What the exercise asks
Write out all of the entries exactly as given.
===
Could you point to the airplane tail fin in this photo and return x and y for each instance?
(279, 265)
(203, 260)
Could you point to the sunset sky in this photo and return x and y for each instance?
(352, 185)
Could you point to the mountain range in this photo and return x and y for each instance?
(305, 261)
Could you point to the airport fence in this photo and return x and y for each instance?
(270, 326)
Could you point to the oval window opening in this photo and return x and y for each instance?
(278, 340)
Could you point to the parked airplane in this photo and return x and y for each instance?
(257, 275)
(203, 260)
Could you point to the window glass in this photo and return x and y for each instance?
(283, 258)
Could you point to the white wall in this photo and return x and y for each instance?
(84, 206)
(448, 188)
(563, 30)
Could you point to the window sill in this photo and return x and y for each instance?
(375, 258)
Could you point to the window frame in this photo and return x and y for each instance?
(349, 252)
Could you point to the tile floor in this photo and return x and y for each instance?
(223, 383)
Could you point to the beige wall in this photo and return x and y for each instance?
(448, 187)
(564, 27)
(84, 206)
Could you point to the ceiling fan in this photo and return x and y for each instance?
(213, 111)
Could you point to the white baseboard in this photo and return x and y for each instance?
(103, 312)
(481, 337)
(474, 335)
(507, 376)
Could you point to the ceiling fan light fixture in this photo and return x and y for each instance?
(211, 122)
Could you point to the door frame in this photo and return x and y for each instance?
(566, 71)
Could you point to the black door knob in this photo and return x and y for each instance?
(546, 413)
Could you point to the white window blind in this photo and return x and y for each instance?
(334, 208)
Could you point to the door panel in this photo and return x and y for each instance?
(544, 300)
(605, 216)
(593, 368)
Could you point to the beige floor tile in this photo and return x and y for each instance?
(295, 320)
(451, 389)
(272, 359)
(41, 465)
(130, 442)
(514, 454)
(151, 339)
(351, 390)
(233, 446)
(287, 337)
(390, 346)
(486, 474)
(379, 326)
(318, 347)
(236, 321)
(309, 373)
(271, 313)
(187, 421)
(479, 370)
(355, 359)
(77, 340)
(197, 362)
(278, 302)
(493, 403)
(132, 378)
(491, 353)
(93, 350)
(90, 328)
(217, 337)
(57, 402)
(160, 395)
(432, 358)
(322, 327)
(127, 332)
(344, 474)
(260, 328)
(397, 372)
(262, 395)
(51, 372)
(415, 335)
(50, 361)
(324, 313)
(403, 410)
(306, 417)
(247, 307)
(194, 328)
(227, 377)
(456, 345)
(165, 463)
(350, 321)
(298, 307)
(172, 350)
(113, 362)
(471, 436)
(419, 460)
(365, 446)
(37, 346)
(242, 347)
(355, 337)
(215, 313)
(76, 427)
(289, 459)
===
Answer to the exercise
Could you point to the airplane tail fin in this photo and return x and y for each instance?
(279, 265)
(203, 260)
Could you point to the sunset sky in this photo and return x and y for each instance?
(352, 185)
Could you point to the mountain range in this photo and return x and y for each instance?
(305, 261)
Could you point to the airport fence in this photo and return x and y for each instance?
(270, 326)
Could you point to the oval window opening in this photo and return x and y for each instance?
(278, 340)
Could you point to the parked airplane in this photo and return x and y for each instance?
(257, 275)
(203, 260)
Could you point to the window glass in this photo and return x and y for each instance?
(283, 258)
Could you point to the white wall in this photo and return x and y for each instance?
(84, 206)
(448, 188)
(563, 30)
Could you point to the window sill in this photo and return x and y for each instance?
(375, 258)
Could you point to the window frame in this photo and return x and y for each instance?
(349, 252)
Could you point to the tile floor in this photo and return x and y for each instance?
(223, 383)
Could you point to the beige wall in this photo and return x and y for each instance?
(448, 187)
(564, 27)
(84, 206)
Could you point to the ceiling fan in this photo and return x and y for each instance?
(213, 111)
Could you point to the white baseboard in this photo and return x and y for each instance?
(103, 312)
(481, 337)
(474, 335)
(507, 376)
Could you point to the ceiling fan light fixture in this photo and return x and y for each instance?
(211, 122)
Could you point to the door frame in this photo and return x and y for each instance?
(566, 71)
Could you point to the black door knob in this photo and return x and y for each instance?
(546, 413)
Could you point to the white window blind in this photo and return x and y for each instance?
(334, 208)
Could you point to the door panel in this photo and return x and y for each instance?
(544, 300)
(605, 216)
(593, 368)
Could you point to the beige floor tile in this photo and return x and y for each instance?
(295, 320)
(451, 389)
(272, 359)
(41, 465)
(130, 442)
(514, 454)
(151, 339)
(351, 390)
(233, 446)
(287, 337)
(390, 346)
(486, 474)
(379, 326)
(318, 347)
(236, 321)
(309, 373)
(271, 313)
(187, 421)
(479, 370)
(355, 359)
(77, 340)
(197, 362)
(278, 302)
(493, 403)
(132, 378)
(491, 353)
(93, 350)
(90, 328)
(217, 337)
(57, 402)
(160, 395)
(432, 358)
(322, 327)
(127, 332)
(344, 474)
(260, 328)
(397, 372)
(262, 395)
(51, 372)
(415, 335)
(50, 361)
(324, 313)
(403, 410)
(306, 417)
(247, 307)
(194, 328)
(227, 377)
(456, 345)
(165, 463)
(350, 321)
(298, 307)
(172, 350)
(113, 362)
(471, 436)
(419, 460)
(365, 446)
(37, 346)
(242, 347)
(355, 337)
(215, 313)
(76, 427)
(289, 459)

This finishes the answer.